**Teks Halaman:**
——
Saya memang Ibu yang galak bagi kedua anak-anak saya. Kalau yang
besar belum pernah bilang kalau saya galak. Si kecil sering mengatakan saya
galak bila dia tidak memenuhi perintah saya. Saya akan mengatakan bahwa Mama
harus galak. Selanjutnya saya akan bersikap lembut pada si kecil sambil
memberikan penjelasan mengapa saya harus keras dan tegas jadi terkesan galak.
Saya memang harus galak. Saya tidak boleh lemah lembut
menghadapi anak saya (yang kecil) yang super ini. Si kecil selalu banyak alasan
dan ngeyel. Kalau saya terlalu lemah dan menurut kemauan si kecil, saya tidak
keras dan tegas, tentu si kecil akan membangkang.
Sudah kelas II SD, liburan ini diminta untuk ke penitipan anak
saja sampai membuat Bapak/Ibunya emosi. Si kecil membangkang dengan alasan di
penitipan anak, anak-anak yang dititipkan nakal-nakal. Intinya, si kecil tidak
mau dititipkan. Saya tidak mau mengalah, saya harus memaksanya ke penitipan. Mengapa?
Tentu saja karena saya dan suami harus bekerja dan tidak memungkinkan membawa
anak.
Dibanding suami, saya lebih galak, keras dan banyak memberi
nasihat. Saya harus keras mendidik anak-anak saya seperti kedua orang tua saya
keras mendidik kami, anak-anaknya. Dengan keras dan tegas, Alhamdulillah kami
bisa menjadi orang berhasil. Seandainya Bapak dan Ibu hanya lemah lembut,
mungkin keadaan kami sekarang akan beda.
Kepada anak-anak saya, tidak bosan-bosan untuk mengingatkan
shalat dan belajar. Bisa dibilang saya sampai meniren (kebanyakan bicara). Saya
tahu kedua anak saya akan bilang sebentar-sebentar untuk shalat dan belajar.
Sejak SD sampai SMA, anak saya tidak “rajin” belajar. Belajar seperlunya
dan secukupnya saja. Kadang-kadang saya ingin anak saya menjadi anak yang manis
dan penurut seperti anak-anak teman saya. Apa boleh buat, semakin saya paksa
semakin dia jauh dari buku.
Pada akhirnya memasukkan ke bimbingan belajar merupakan salah
satu kiat agar anak saya mau belajar. Tentu saja saya memiliki harapan agar
anak saya lebih berprestasi. Tapi nyatanya tidak demikian. Kemampuan akademiknya
biasa bahkan rankingnya berada di bawah separo. Pada akhirnya ketika ada
kesempatan jalur undangan masuk PTN, anak saya tidak lolos alias gagal total.
——
**Entri yang Tersedia:**

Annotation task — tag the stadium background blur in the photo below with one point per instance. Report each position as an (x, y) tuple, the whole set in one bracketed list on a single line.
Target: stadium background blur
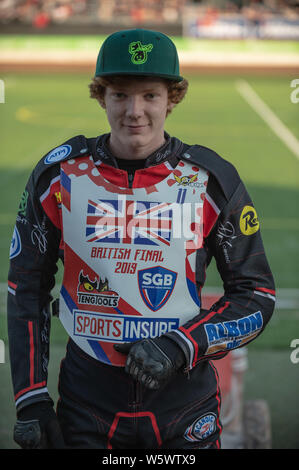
[(224, 47)]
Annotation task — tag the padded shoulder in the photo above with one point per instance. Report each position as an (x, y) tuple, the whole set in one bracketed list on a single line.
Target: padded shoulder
[(225, 173), (75, 147)]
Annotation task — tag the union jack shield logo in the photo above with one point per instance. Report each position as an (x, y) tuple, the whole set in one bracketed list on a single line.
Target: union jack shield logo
[(128, 222)]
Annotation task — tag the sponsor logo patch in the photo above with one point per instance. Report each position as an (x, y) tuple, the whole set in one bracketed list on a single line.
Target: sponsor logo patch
[(202, 428), (156, 286), (249, 223), (96, 292), (16, 245), (58, 154), (232, 334), (112, 328)]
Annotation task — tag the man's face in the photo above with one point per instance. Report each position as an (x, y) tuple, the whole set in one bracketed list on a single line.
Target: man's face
[(136, 111)]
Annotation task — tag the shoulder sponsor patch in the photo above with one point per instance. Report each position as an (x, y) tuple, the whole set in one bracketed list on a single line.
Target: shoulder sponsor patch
[(249, 223), (58, 154), (201, 428), (16, 245)]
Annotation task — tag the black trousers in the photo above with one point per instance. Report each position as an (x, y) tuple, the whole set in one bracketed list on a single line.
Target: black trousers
[(101, 407)]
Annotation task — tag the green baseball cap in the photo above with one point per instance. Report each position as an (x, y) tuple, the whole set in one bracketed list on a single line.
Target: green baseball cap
[(138, 52)]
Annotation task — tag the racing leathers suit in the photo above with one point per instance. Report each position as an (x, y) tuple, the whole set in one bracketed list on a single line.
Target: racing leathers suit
[(100, 405)]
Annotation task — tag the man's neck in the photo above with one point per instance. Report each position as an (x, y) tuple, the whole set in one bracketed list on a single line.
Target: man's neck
[(133, 153)]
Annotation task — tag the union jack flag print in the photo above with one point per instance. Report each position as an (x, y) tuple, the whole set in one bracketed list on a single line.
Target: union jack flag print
[(128, 222)]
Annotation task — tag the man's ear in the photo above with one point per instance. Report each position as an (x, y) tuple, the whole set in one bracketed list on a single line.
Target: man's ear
[(170, 106), (102, 102)]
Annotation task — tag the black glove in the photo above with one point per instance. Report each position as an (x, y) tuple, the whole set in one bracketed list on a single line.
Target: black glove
[(152, 362), (37, 427)]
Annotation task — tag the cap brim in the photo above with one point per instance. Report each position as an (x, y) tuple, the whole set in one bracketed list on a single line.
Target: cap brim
[(175, 78)]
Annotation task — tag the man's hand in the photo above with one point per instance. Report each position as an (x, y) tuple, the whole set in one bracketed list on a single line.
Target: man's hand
[(152, 362), (37, 427)]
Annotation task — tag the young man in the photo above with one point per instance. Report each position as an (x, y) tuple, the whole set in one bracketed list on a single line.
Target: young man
[(136, 216)]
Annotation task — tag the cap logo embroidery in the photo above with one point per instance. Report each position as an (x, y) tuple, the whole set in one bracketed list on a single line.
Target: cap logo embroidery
[(139, 52)]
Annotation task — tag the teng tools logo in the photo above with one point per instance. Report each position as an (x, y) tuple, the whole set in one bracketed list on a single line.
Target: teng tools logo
[(96, 292), (129, 222)]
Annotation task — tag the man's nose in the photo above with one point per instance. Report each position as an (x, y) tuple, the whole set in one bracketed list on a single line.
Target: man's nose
[(134, 107)]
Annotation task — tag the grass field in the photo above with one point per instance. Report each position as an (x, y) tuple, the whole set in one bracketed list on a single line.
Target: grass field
[(41, 111)]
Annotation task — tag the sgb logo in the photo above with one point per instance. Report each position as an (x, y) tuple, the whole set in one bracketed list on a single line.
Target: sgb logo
[(295, 354), (295, 93)]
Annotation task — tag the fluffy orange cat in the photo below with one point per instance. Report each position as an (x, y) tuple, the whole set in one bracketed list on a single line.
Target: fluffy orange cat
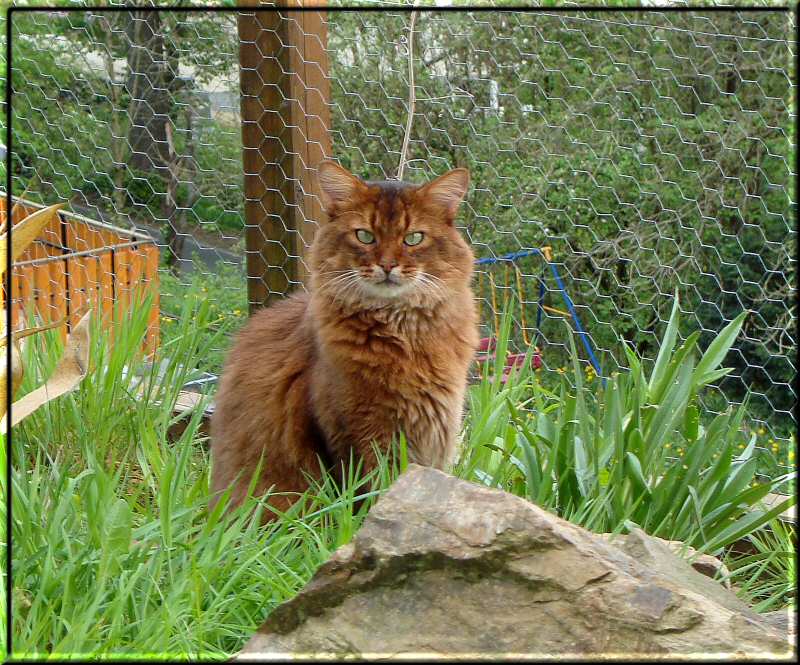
[(382, 343)]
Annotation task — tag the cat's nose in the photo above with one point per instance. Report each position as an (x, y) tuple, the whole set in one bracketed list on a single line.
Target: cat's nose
[(388, 265)]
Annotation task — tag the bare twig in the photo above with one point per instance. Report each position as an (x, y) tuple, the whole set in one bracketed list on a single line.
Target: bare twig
[(412, 98)]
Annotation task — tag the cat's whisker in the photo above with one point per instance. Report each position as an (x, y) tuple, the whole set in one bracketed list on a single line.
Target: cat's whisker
[(348, 274)]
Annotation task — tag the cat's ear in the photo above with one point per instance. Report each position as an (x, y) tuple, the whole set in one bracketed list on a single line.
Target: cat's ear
[(336, 184), (447, 191)]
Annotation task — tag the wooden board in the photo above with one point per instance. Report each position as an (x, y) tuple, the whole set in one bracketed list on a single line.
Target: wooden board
[(285, 134)]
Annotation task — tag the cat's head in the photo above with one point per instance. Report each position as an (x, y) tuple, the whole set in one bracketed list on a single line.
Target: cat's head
[(389, 242)]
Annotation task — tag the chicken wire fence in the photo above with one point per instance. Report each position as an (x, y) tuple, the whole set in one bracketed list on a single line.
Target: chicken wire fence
[(647, 151)]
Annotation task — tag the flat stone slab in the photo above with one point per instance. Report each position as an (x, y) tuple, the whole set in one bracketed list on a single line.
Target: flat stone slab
[(447, 569)]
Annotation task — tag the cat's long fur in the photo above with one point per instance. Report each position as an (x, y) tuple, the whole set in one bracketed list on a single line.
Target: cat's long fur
[(318, 374)]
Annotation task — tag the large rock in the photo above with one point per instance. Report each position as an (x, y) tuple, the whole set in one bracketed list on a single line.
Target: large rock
[(708, 565), (443, 568)]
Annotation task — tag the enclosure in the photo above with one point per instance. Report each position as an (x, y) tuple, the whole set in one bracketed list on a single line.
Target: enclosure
[(617, 158)]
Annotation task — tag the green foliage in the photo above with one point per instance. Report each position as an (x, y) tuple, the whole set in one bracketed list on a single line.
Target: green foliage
[(115, 552), (630, 451), (223, 293), (114, 549), (767, 578)]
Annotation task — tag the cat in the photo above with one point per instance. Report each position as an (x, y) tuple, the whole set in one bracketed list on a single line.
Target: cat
[(382, 343)]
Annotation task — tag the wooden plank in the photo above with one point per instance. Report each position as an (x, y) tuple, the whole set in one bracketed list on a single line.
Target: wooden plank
[(78, 284), (122, 286), (151, 256), (105, 286), (82, 236), (283, 84)]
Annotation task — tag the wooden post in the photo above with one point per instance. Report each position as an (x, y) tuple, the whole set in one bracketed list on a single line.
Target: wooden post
[(285, 134)]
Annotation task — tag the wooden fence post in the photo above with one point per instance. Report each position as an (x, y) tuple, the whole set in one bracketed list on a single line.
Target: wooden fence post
[(285, 134)]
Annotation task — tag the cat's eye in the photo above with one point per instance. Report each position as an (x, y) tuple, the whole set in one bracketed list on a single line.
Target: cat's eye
[(365, 236), (413, 238)]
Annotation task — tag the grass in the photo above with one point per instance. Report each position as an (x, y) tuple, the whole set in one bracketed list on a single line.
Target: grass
[(115, 553)]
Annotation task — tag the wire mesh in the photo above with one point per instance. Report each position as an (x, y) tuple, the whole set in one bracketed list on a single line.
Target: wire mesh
[(650, 151)]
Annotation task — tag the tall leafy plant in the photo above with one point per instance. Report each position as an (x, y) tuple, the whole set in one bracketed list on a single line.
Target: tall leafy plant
[(634, 449)]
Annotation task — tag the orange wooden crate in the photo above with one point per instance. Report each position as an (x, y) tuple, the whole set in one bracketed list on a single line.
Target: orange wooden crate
[(76, 263)]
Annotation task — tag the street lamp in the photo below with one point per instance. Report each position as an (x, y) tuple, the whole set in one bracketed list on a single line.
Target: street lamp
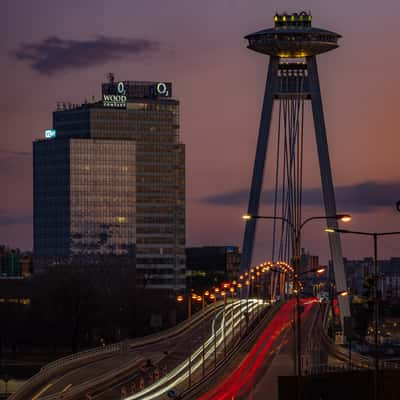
[(375, 236), (180, 299), (296, 231)]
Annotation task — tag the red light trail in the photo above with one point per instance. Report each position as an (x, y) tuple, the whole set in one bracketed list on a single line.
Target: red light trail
[(244, 375)]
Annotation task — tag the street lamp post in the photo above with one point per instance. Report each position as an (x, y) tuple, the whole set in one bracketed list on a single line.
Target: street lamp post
[(213, 297), (296, 231), (375, 236), (223, 294), (180, 299)]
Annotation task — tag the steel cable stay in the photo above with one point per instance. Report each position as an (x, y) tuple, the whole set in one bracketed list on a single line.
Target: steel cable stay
[(288, 179)]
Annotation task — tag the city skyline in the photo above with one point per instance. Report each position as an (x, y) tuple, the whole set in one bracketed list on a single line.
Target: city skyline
[(208, 78)]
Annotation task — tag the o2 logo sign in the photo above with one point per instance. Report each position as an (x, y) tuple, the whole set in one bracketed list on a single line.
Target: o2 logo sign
[(116, 100), (163, 89), (121, 88)]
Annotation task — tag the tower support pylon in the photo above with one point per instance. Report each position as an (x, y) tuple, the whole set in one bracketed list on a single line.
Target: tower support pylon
[(295, 42)]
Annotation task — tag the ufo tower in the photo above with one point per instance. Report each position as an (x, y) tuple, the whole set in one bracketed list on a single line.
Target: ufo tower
[(292, 81)]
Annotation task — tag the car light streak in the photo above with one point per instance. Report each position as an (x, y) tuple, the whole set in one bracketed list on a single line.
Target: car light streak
[(180, 373), (244, 375)]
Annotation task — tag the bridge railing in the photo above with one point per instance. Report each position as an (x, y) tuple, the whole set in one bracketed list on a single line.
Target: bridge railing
[(64, 364)]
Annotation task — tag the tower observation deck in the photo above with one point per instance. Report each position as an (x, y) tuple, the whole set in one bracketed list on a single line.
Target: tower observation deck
[(293, 37), (292, 80)]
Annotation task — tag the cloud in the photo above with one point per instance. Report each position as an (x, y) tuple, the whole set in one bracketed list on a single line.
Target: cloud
[(11, 161), (7, 219), (360, 197), (53, 55)]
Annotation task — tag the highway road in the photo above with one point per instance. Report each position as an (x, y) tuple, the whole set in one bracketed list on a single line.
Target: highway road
[(255, 377), (125, 373)]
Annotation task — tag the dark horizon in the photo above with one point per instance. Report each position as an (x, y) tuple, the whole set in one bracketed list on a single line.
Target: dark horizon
[(200, 48)]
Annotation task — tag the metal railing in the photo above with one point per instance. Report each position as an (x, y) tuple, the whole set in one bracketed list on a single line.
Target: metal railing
[(64, 364)]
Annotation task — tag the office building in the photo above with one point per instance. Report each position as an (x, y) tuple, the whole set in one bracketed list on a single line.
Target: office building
[(109, 184)]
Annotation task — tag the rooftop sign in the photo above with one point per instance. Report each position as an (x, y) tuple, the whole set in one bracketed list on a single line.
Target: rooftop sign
[(50, 133), (117, 94)]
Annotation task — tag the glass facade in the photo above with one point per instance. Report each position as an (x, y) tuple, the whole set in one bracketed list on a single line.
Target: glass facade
[(126, 183), (102, 197)]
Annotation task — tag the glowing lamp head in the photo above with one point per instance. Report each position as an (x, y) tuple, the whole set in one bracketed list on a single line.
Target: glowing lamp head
[(345, 218)]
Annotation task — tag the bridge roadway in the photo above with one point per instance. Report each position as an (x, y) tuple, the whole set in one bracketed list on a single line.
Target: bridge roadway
[(105, 377), (253, 373)]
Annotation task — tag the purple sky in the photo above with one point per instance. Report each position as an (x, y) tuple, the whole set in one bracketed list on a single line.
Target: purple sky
[(54, 50)]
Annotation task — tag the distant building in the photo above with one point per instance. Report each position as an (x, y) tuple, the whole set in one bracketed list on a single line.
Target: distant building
[(308, 262), (109, 184), (216, 262), (14, 263)]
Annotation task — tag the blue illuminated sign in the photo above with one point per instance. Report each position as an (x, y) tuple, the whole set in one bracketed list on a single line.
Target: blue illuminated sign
[(50, 133)]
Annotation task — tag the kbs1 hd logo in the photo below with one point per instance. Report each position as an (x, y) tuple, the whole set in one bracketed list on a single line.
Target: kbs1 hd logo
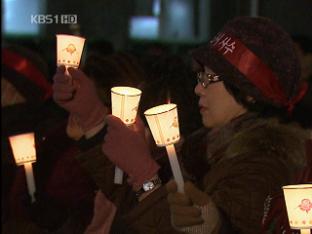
[(53, 19)]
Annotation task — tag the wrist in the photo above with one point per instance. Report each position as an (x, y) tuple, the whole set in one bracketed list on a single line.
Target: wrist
[(93, 131), (147, 187), (148, 171)]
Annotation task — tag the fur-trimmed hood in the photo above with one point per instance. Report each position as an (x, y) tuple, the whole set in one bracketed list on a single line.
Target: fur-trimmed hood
[(247, 135)]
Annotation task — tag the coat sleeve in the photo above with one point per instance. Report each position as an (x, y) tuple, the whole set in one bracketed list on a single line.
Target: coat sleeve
[(152, 215), (239, 188)]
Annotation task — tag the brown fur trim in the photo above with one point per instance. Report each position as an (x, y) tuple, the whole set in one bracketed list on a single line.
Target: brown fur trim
[(273, 139)]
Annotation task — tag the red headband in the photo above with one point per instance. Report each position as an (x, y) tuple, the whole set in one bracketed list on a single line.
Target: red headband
[(257, 72), (27, 69)]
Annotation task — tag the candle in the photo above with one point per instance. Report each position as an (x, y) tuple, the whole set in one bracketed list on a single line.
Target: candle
[(298, 199), (125, 102), (30, 180), (164, 124), (175, 167), (69, 50), (24, 152)]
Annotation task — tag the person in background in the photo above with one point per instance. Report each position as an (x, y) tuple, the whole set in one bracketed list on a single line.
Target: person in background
[(275, 219), (62, 188), (303, 45), (248, 86)]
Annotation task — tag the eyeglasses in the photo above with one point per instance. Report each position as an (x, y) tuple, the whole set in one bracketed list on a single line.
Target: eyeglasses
[(206, 79)]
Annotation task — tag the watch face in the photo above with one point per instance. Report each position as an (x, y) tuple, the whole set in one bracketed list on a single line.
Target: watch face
[(148, 186)]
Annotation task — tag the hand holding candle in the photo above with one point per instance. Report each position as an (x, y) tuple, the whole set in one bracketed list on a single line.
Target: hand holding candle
[(164, 124), (125, 102), (126, 147), (24, 151)]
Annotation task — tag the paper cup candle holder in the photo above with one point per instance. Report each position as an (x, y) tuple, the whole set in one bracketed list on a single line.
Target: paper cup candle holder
[(125, 102), (164, 124), (69, 50), (298, 200), (24, 152)]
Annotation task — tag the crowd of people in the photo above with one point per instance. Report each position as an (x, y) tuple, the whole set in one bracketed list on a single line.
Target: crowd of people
[(245, 117)]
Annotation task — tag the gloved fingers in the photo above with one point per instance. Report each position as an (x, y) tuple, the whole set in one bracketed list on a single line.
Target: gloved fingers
[(61, 79), (78, 74), (62, 96), (182, 221), (189, 211), (62, 92), (139, 126), (179, 199), (197, 196), (171, 186)]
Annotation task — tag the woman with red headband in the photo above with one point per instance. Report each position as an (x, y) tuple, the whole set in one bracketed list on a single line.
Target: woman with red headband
[(251, 144)]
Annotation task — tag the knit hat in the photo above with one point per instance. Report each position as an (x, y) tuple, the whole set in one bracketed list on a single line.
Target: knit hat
[(27, 72), (258, 57)]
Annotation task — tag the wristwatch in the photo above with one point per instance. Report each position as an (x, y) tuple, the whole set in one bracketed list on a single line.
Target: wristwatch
[(148, 186)]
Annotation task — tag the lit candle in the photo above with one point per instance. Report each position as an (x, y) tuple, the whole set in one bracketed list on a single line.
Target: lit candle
[(24, 152), (125, 102), (164, 124), (69, 50), (298, 200)]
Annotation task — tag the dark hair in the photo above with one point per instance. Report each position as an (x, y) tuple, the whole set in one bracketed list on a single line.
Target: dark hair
[(302, 112), (304, 42)]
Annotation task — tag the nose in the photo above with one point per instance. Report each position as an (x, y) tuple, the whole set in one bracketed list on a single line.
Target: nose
[(199, 89)]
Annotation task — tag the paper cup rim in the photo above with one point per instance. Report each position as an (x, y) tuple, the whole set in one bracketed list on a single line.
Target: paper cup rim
[(297, 186), (149, 114), (62, 34), (129, 95)]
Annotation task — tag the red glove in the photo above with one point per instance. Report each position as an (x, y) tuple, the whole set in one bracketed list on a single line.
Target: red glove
[(126, 148), (78, 97)]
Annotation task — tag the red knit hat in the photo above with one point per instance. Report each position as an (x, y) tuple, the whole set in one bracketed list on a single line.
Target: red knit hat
[(258, 57)]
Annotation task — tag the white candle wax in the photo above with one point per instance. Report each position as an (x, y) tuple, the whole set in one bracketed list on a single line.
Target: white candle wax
[(175, 167), (30, 180), (118, 176)]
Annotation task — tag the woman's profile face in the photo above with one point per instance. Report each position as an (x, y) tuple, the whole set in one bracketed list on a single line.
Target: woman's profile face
[(217, 106)]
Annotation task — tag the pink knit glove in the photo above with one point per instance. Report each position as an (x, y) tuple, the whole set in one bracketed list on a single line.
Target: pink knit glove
[(78, 97), (126, 148)]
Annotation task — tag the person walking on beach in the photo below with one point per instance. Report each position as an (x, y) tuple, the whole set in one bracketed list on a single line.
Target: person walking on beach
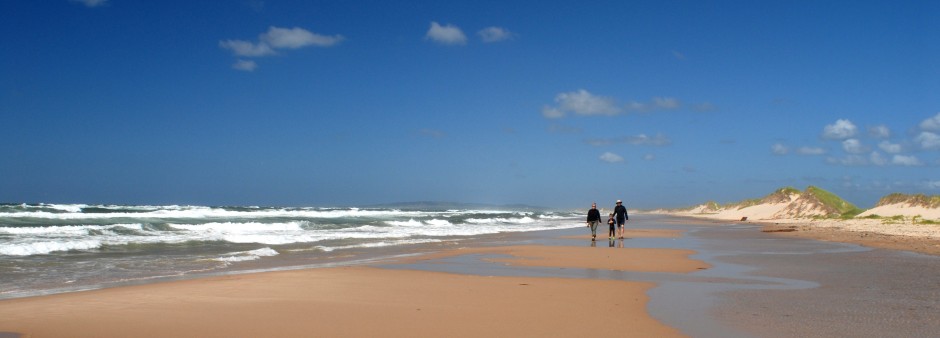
——
**Soal Latihan:**
[a] Tolong perbarui semua entri mulai dari baris yang memuat "Annotation task — tag the red knit" sampai akhir entri dengan mengganti "knit" menjadi "wool" dan membiarkan bagian lain tetap sama. Jangan sertakan gambar dalam jawaban.
[b] Lanjutkan tulisan tentang ibu yang bersikap galak dalam mendidik anak-anaknya, mulai setelah kalimat terakhirnya.
Teks halaman dan entri ini diambil dari sumber yang berlainan.

**Hasil Latihan:**
[a]
Annotation task — tag the red wool hat in the photo above with one point per instance. Report each position as an (x, y) tuple, the whole set in one bracketed list on a single line.
Target: red wool hat
[(258, 57)]
Annotation task — tag the white candle wax in the photo above with one point per instance. Report each position as an (x, y) tuple, the whole set in one bracketed list on a single line.
Target: white candle wax
[(175, 167), (30, 180), (118, 176)]
Annotation task — tag the woman's profile face in the photo above with one point per instance. Report each position as an (x, y) tuple, the whole set in one bracketed list on a single line.
Target: woman's profile face
[(217, 106)]
Annotation task — tag the pink wool glove in the photo above with one point per instance. Report each position as an (x, y) tuple, the whole set in one bracketed list on a single line.
Target: pink wool glove
[(78, 97), (126, 148)]
Annotation task — tag the person walking on beach in the photo below with one point per instance. Report each position as an (x, y) tuple, the whole set in one bracketed list on a single line.
Target: person walking on beach

[b]
Sudah begitu, belajarnya juga tidak lebih giat. STATIS saja,
datar saja tidak ada peningkatan jumlah
jam belajar. Saya tidak bisa memaksa maka saya pasrah berdamai dengan “semaunya”
anak saya.
Selama kelas XII, saya selalu berdoa agar anak saya masuk PTN. Selama
saya bisa berdoa, saya tidak pernah lupa untuk meminta agar anak saya diterima
di PTN. Setelah mengikuti SBMPTN, anak saya mendaftar untuk ikut ujian mandiri.
Anak saya mengikuti les untuk persiapan unian mandiri. Kalau di rumah, buku
tidak disentuh sama sekali.
Hari ini, Selasa 3 Juli 2018 adalah hari pengumuman SBMPTN. Sebelum
membuka internet, saya sempat bilang pada anak saya: usahamu belum maksimal. Belajar
dan shalatmu belum maksimal. Anak saya membela diri.
“Aku kurang apa ta Ma? Sudah ikutan les, sudah shalat.”
“ Tapi belajarmu kurang.”
Saya, suami, dua anak saya berada di garasi samping rumah. Iseng-iseng
anak saya membuka hape.
“Aku deg-degan Mah.”
“Buka saja dan browsing.”
“Sudah, Ma.”
“Masukkan nomornya.”
Tahu-tahu, anak saya berteriak histeris. “Mama, berhasil.”
Spontan kami mengucapkan Alhamdulillah. Anak saya menangis
bahagia. Saya menangis haru. Bagaimana tidak menangis kalau melihat usaha anak
saya yang “kurang gereget” membuahkan hasil yang sedemikian mantap. Diterima di
Fakultas Pertanian UGM adalah sesuatu yang membanggakan dan harus disyukuri.
Allah Maha Tahu, Allah mengabulkan doa-doa saya, doa anak saya,
doa suami dan keluarga besar saya. Allah memudahkan urusan anak saya. Semoga
besok lebih sukses dan tetap sholehah.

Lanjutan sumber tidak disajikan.